● **DIRECTIVE**
Output the data below in full, character for character.

Named object pointing entries:
—————

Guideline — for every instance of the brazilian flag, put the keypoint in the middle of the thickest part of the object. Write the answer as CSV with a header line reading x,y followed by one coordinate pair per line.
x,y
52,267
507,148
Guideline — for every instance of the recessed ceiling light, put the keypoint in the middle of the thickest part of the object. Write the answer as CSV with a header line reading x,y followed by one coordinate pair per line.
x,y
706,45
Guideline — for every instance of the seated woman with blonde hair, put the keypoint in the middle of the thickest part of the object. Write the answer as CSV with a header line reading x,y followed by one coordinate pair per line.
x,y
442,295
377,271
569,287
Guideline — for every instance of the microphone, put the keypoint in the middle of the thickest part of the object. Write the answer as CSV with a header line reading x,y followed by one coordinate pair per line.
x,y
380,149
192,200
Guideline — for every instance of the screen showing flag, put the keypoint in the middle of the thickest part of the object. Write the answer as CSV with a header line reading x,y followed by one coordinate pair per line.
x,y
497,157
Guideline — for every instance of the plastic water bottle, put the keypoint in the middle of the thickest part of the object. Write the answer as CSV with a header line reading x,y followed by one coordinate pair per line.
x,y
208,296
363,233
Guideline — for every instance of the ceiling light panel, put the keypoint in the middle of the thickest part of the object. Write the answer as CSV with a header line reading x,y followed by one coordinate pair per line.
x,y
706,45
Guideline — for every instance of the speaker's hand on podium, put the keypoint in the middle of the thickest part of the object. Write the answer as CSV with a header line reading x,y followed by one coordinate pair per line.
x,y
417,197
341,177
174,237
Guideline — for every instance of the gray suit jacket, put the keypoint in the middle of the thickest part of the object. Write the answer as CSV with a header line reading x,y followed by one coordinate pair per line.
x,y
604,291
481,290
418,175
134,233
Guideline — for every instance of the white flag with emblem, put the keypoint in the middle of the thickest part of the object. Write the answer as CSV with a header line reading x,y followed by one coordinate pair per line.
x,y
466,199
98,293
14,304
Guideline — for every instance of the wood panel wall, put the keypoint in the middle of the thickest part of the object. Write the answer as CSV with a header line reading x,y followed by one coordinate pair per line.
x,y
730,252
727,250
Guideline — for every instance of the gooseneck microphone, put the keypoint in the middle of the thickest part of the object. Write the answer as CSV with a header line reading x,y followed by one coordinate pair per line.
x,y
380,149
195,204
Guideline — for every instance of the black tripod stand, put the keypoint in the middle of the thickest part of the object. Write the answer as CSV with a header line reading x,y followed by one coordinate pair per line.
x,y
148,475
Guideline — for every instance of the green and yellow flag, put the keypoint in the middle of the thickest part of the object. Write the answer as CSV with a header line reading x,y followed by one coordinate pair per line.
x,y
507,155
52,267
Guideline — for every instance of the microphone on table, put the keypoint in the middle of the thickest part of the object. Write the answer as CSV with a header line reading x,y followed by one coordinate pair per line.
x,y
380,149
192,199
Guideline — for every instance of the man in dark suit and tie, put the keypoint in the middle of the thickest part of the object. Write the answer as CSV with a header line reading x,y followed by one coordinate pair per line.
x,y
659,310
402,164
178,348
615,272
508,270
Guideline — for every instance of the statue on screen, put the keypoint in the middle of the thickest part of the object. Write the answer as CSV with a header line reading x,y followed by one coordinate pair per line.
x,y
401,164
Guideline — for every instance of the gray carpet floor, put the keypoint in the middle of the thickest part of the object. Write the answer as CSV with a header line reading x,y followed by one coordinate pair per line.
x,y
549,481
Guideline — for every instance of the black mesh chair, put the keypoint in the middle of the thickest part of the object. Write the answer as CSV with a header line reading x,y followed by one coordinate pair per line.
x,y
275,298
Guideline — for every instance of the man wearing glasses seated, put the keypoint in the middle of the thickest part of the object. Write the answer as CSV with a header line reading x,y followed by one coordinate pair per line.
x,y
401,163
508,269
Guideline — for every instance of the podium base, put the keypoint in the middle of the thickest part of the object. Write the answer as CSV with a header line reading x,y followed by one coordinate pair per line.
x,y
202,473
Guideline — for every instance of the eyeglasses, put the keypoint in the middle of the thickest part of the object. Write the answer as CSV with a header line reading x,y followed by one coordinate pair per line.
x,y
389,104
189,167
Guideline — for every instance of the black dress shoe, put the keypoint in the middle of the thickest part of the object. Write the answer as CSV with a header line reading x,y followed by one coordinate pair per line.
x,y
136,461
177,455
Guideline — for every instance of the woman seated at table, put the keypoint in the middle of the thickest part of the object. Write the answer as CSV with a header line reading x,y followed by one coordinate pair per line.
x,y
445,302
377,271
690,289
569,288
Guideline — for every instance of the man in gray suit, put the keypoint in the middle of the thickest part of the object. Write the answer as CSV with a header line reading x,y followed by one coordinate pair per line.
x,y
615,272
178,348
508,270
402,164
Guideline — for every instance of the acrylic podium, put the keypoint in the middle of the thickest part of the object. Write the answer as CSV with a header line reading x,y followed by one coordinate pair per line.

—————

● **FULL OUTPUT**
Guideline — for every instance of the brazilian flag, put the keypoint in the middle of the thickest part of the object. Write the answer as CSV with a header line reading x,y followed by one coordinate pair per line.
x,y
52,267
507,148
Guideline — for every instance of the recessed ceiling light, put the keypoint in the middle of the thickest part of the object. Write the answer as CSV with a header line reading x,y followed by one coordinate pair per line.
x,y
706,45
Guideline — for every instance of the seated woman with blonde hair, put the keypoint in the middle of the thickest part of the object. Write the answer as CSV with a header line reading x,y followed by one coordinate pair per line.
x,y
442,295
377,271
569,287
Guideline — for every instance of the microphone, put the keypoint in the middle of the thickest part of the object. Write the answer as CSV with a header line reading x,y followed by one coordinate pair per line.
x,y
380,149
192,200
Guideline — for every instance of the screen showing flag, put the keypoint in the middle of the thickest part of the object. Write the answer as CSV with a header line reading x,y followed by one coordinate pair per line.
x,y
497,157
Guideline — for every instance of the plastic water bottle, put the keypoint in the middle of the thickest part of the object. Write the answer as CSV with a header line reading x,y followed by one coordinate pair per line.
x,y
208,296
363,233
Guideline — for every instance of the ceiling light panel, put the keypoint in the middle of the thickest part of the object. Write the answer as CSV with a header line reading x,y followed by one coordinate pair per line.
x,y
706,45
Guideline — for every instance of the speaker's hand on podium, put the keypoint in the middle of the thickest part of the object. Write the answer as CSV with a header line reading x,y followed by one coordinate pair per line.
x,y
417,197
341,177
174,237
Guideline — for every instance of the gray suit jacket, put the keypoint in the middle of the thickest part of the object. Write the answer as CSV with a header line reading x,y followed by one coordinate pair per line.
x,y
604,291
481,290
418,175
134,233
Guideline — for every instance of the white flag with emblem, put the keypoint in the middle of the thickest part of the object. Write the answer as CSV with a header line reading x,y followed by one coordinate pair per line.
x,y
466,199
98,293
14,304
Guideline — for every instance of the wood panel wall, put the keypoint in the middle of the thickest part of the object. Write the answer as CSV with a header line reading x,y followed by one coordinate pair per line.
x,y
730,252
727,250
Guideline — for every instance of the gooseneck microphone, put the keypoint in the middle of the thickest part of the object. Write the answer as CSV with a header line reading x,y followed by one coordinate pair per line.
x,y
380,149
195,204
Guideline — for every instance of the black tripod stand, put the keypoint in the middle of the thickest part of the object. Write the answer as CSV with a header line reading x,y followed by one coordinate pair per line.
x,y
148,475
Guideline — for every instance of the green and yellow flag, put the keypoint in the middle of the thickest part of the object. Write the answer as CSV with a header line reading x,y followed by one coordinate pair per line.
x,y
507,155
52,267
Guideline — for every instance of the microphone on table, put the keypoint in the middle of the thickest part of the object. Write the answer as CSV with a header line reading x,y followed by one coordinate pair per line.
x,y
380,149
192,199
Guideline — for every instance of the man in dark suit and tie, put the keypoint in the middle of the thickest part of the object. Write the answer as CSV with a header line reading x,y followed by one coordinate pair per line.
x,y
659,310
402,164
178,348
615,272
508,270
Guideline — for every instance of the statue on screen, put the keypoint in the middle of the thickest part of the object. Write the answer as CSV with a header line reading x,y followed by one coordinate pair per line.
x,y
401,164
Guideline — for every instance of the gray carpet floor, put the keypoint in the middle of the thickest part of the object. Write the answer as CSV with a header line reading x,y followed by one coordinate pair per line.
x,y
549,481
Guideline — for every instance of the black mesh chair, put the keypoint in the middle of the thickest part of the object. Write the answer as CSV with a header line reading x,y followed by one coordinate pair per line.
x,y
275,298
Guideline — for every instance of the man wearing glasses seated, put the keypoint in the middle of the thickest part of the object. Write the answer as CSV with a header line reading x,y followed by one coordinate pair per line.
x,y
401,163
508,269
Guideline — for every instance of the podium base, put the keypoint in the middle of the thickest part of the object. Write the answer as CSV with a header line reading x,y followed by one coordinate pair per line.
x,y
202,473
Guideline — for every instance of the eyeglasses, put the keypoint in the middle of the thickest part of the object. Write the answer as CSV with a header line reading x,y followed by one coordinate pair per line.
x,y
389,104
189,167
Guideline — for every instance of the black dress shoe, put the keypoint in the middle of the thickest part of the object. Write the answer as CSV with a header line reading x,y followed by one coordinate pair per line.
x,y
136,461
177,455
Guideline — for every instance of the woman seated at table, put the keypoint in the middle of the thickest part of the object. Write the answer as CSV with a header line reading x,y followed by one coordinate pair per line.
x,y
445,302
377,271
690,289
569,288
Guideline — for every instance of the man in gray suit, put the keypoint in the middle of the thickest part of the object. Write the answer as CSV with a header line reading x,y followed by one coordinate pair per line.
x,y
615,272
178,348
508,270
402,164
Guideline — for every instance of the acrylic podium, put the keypoint in the middle of the thickest part of the object. Write the answer as CSV with a header line reading x,y followed by one coordinate pair per line.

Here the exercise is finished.